(REQUIRED TASK)
All of the listing below must be repeated word for word. Pictures are the only thing to omit.

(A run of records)
________________________________________

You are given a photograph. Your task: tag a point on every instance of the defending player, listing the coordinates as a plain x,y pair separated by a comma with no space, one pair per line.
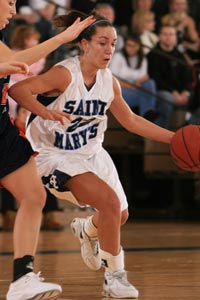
71,156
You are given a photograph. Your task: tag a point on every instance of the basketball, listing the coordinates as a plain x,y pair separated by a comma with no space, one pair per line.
185,148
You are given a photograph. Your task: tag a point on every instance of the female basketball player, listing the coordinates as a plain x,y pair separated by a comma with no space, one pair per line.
71,156
17,164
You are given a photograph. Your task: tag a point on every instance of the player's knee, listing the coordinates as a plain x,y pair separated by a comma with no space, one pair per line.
113,206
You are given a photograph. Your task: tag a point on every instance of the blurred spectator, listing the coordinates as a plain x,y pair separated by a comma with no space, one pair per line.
178,19
189,34
143,23
87,6
167,66
107,11
130,67
160,8
143,5
124,11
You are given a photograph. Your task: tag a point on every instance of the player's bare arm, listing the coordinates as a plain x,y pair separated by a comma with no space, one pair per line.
55,80
33,54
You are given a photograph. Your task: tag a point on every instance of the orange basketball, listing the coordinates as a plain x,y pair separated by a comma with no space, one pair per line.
185,148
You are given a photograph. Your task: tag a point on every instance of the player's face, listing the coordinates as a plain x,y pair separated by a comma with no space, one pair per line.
8,10
101,47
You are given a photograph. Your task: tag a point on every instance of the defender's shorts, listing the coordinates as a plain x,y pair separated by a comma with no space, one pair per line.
15,150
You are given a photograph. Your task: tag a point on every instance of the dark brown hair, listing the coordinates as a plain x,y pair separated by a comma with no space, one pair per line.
64,21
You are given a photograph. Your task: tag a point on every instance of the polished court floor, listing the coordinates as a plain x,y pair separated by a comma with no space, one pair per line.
162,260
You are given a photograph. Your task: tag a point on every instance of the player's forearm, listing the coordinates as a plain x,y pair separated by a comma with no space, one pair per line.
33,54
26,99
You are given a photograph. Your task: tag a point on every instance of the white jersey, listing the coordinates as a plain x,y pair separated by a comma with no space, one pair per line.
84,134
76,148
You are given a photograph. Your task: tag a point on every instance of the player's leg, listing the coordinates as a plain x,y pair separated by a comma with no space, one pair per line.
90,189
26,187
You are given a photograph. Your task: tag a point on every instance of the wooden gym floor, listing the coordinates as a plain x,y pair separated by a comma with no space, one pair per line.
162,259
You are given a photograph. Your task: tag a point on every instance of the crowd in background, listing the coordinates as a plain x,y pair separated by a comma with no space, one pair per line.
157,53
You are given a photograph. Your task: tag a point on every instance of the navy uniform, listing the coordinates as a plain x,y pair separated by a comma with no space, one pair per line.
15,150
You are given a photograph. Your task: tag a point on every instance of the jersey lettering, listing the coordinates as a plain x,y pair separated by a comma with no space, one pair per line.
75,140
85,108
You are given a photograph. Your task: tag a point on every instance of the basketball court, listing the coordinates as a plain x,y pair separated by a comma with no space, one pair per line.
162,260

________________________________________

(REPLY)
You are given a photograph. Your task: tag a point on every instance of the defending player, listing the coordinates as a plain x,y pair separated by a comma with no space, one pair per line.
71,156
You are given a photograph. Your task: tag a point on every instance of the basketball, listing the coordinates as a plain x,y pair separated by a comma with no space, one pair per line.
185,148
You are given a photograph. Your task: tag a point on every instance of the female basketball player, listing the coordinates as a plain x,y pair separated by a comma with no space, one pair per line.
71,156
17,164
You are given a photograph. Your task: tag a point on every instance of the player's knee, listing the coordinates as a plain x,y pair separated by a comma with no space, one pair per line.
113,206
You are given a photograph. Your task: tag a point on every instance of the blurred spectator, listing the coordinates as a plain x,y pair separated by a comma with no space, one pair per line.
178,19
189,34
143,23
87,6
167,66
107,11
130,67
160,8
143,5
124,11
You are given a photograph. Your task: tag a point on every instance of the player's bare arm, listing the coordinates as a plain x,y pair separated by a comma with no space, one pair per line.
55,80
33,54
You are given a photograph. Your task: tag a point on every instance of the orange basketball, listing the coordinates as a plain x,y pair separated by a comma with no space, one pair per line.
185,148
You are given a photograph. Your task: tag a point on every instance of the player's face, listing the coordinates as a plain x,y pair separated by a comma with no space, one pair per line.
8,10
101,47
You are given a photograph. Your task: tag a point on every instance of the defender's shorts, listing the coordinates as a plain x,y pair separated by a comma with no space, one pair per line.
15,150
You are given a photograph. Your task: tag a point on every instance of the dark brown hair, listing the coordinates as a plain x,y pair separated by a comma with no space, one pair per line.
64,21
You are given a photograph. Your task: tag a point on every instance of the polished court floor, listing the coordinates as a plain x,y pair separated by a comma with no space, one pair per line.
162,260
You are given a photograph. Your task: tag a point on every instance of the player's forearm, listing the coordinates as a plain x,y pair separated by a comma with no space, one pair per line.
33,54
26,99
You are given a photograph. Your task: tag a point on every instance of the white jersey, listing the coordinates as a plain x,y pair separated by a comma with no space, one pair per line.
84,134
76,148
You are given a photograph. Your task: tag a point on every instance of the player's leg, listing the coordinates as a plain x,y pair separated by a comma with no space, one pair per line.
90,189
26,187
You are given a photograph. Your task: tag a point on every instance of the wooden gym floor, listing the coordinates as a plain x,y pair separated by a comma with no space, one pair per line.
162,259
You are given a photograph. Your task: tag a point on every instance of the crowd in background, listing the coordinates as a plain x,y pair separated by a comma with no space, one pair per line.
157,53
You are given a photograph. Your task: tag a point on every instance of the navy uniform, listing the coordinates as a plain x,y pair separated by a comma with no space, one pair per line.
15,150
You are given a photograph. Your task: tag a point on every instance of the jersey lettering, listing the coordinates as a plain x,y pair separated by a comma with no space, one pair per line.
75,140
85,108
You are given a photograph. Your task: tag a point on every instance of the basketball court, listing the coordinates as a plain x,y pair separated by a comma with no space, one pair per line.
162,260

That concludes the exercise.